Description of the task - Express the data as a Markdown table with the columns Row and Text. Start at the first line of the data and go on through the line with "[0,9,179,656]", numbering each line and leaving out blank lines.

Stored rows -

##########

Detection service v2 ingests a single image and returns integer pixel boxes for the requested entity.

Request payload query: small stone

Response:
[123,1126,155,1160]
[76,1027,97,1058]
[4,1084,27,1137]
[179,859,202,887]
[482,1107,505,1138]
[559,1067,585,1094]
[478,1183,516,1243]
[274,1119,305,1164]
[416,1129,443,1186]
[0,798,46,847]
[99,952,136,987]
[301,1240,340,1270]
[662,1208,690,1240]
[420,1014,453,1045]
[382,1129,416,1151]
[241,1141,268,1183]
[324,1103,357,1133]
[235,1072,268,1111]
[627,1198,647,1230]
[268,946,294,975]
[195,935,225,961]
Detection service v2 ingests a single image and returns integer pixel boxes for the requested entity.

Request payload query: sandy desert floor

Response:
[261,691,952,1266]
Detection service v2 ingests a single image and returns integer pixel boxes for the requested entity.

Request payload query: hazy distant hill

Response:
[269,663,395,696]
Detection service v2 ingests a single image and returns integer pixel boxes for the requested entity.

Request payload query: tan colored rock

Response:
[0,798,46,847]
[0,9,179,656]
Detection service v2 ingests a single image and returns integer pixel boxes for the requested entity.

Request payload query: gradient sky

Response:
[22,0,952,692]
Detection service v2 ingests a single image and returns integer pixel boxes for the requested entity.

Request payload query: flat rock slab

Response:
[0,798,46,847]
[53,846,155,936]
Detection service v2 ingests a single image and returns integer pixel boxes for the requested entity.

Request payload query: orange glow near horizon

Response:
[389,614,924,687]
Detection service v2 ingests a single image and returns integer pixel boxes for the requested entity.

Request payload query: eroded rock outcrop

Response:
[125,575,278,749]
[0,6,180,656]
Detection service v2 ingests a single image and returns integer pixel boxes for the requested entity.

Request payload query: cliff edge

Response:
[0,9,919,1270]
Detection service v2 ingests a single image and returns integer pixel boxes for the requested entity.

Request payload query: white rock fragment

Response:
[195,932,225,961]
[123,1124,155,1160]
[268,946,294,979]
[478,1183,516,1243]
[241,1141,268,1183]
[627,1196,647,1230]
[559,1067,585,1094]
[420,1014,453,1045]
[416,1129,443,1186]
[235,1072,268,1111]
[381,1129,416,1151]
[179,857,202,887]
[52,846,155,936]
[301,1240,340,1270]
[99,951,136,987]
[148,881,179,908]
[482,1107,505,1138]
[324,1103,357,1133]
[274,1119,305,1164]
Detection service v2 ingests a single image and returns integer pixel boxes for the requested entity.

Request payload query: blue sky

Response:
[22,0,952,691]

##########

Written reply -
| Row | Text |
|---|---|
| 1 | Detection service v2 ingests a single image and returns integer pixel boxes for the requested entity. |
| 2 | Request payload query: small stone |
| 3 | Response: |
| 4 | [123,1126,155,1160] |
| 5 | [76,1027,97,1058] |
| 6 | [4,1084,27,1137] |
| 7 | [179,859,202,887] |
| 8 | [482,1107,505,1138] |
| 9 | [559,1067,585,1094] |
| 10 | [478,1183,516,1243] |
| 11 | [274,1119,305,1164] |
| 12 | [416,1129,443,1186] |
| 13 | [0,798,46,847] |
| 14 | [99,952,136,987] |
| 15 | [301,1240,340,1270] |
| 16 | [662,1208,690,1240] |
| 17 | [420,1014,453,1045] |
| 18 | [382,1129,416,1151] |
| 19 | [241,1141,268,1183] |
| 20 | [324,1103,357,1133] |
| 21 | [235,1072,268,1111] |
| 22 | [627,1198,647,1230] |
| 23 | [268,946,294,975] |
| 24 | [195,935,225,961] |
| 25 | Detection service v2 ingests a single image and returns integer pixel boxes for the requested entity. |
| 26 | Request payload query: sandy desert floor |
| 27 | Response: |
| 28 | [261,691,952,1266] |
| 29 | Detection service v2 ingests a single image and returns integer pixel boxes for the requested entity. |
| 30 | Request payload query: hazy distant hill |
| 31 | Response: |
| 32 | [269,663,395,696] |
| 33 | Detection service v2 ingests a single image and returns integer pixel boxes for the requested entity. |
| 34 | Request payload query: tan colored rock |
| 35 | Response: |
| 36 | [0,798,46,847] |
| 37 | [0,9,179,656] |